═════ RECORDS FOR THE EXERCISE ═════
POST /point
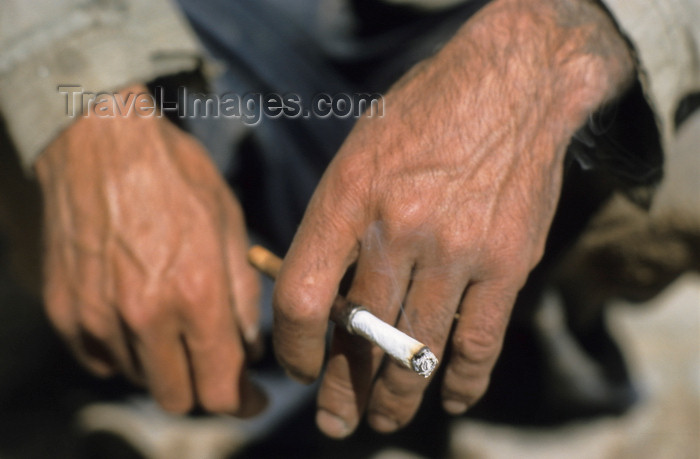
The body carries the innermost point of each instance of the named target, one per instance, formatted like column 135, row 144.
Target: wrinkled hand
column 444, row 204
column 145, row 262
═════
- _TASK DETAILS_
Repeat every line of the entries above word for word, leaving out the pictures.

- _ANSWER BELOW_
POST /point
The body carries the innermost point of each instance of the named target, one per instance, formatted like column 135, row 144.
Target: wrinkled hand
column 444, row 204
column 145, row 262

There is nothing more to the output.